Entries taken from a collection:
════

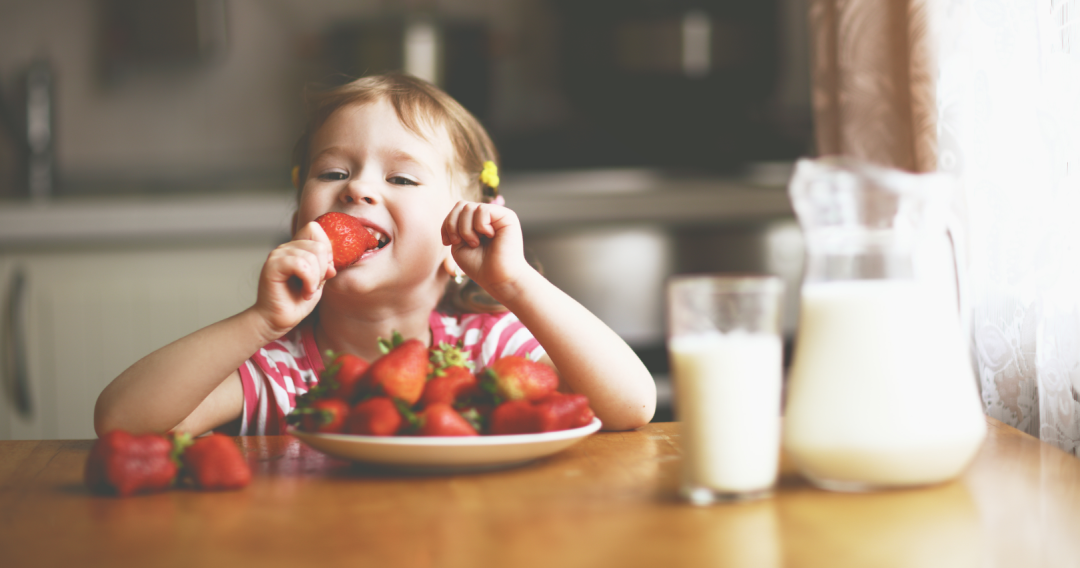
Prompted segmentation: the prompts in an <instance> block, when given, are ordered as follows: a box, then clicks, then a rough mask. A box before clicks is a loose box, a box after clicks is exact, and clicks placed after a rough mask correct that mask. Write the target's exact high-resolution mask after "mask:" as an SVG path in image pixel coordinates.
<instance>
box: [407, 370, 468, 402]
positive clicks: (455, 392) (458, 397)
mask: <svg viewBox="0 0 1080 568" xmlns="http://www.w3.org/2000/svg"><path fill="white" fill-rule="evenodd" d="M478 392H480V381H478V380H476V376H475V375H473V374H472V371H470V370H469V369H468V368H465V367H447V368H446V369H444V370H443V375H442V376H436V377H434V378H432V379H431V380H429V381H428V383H427V384H424V387H423V394H421V395H420V406H421V407H424V408H427V407H428V406H431V405H432V404H435V403H444V404H448V405H453V404H454V403H457V402H465V401H467V400H469V398H470V397H471V396H472V395H473V394H477V393H478Z"/></svg>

════

Rewrite every line of the records above as a Markdown table with the columns "Row" and "Text", numbering each row and skipping blank lines. Leave the pictures out.

| Row | Text |
|---|---|
| 1 | Prompted segmentation: the prompts in an <instance> block, when given, are ordered as follows: a box, then clicks, then a rough mask. A box before clicks is a loose box, a box after clicks is exact, and clicks placed after a rough mask correct that mask. Write the target's exact high-resolution mask after "mask:" as an SVG path in image pixel coordinates. |
| 2 | <instance> |
| 3 | box: [407, 370, 468, 402] |
| 4 | positive clicks: (455, 392) (458, 397) |
| 5 | mask: <svg viewBox="0 0 1080 568" xmlns="http://www.w3.org/2000/svg"><path fill="white" fill-rule="evenodd" d="M478 392H480V381H478V380H476V376H475V375H473V374H472V371H470V370H469V369H468V368H465V367H447V368H446V369H444V370H443V375H442V376H436V377H434V378H432V379H431V380H429V381H428V383H427V384H424V387H423V394H421V395H420V406H421V407H424V408H427V407H428V406H431V405H432V404H435V403H444V404H448V405H453V404H454V403H457V402H465V401H467V400H469V398H470V397H471V396H472V395H473V394H477V393H478Z"/></svg> |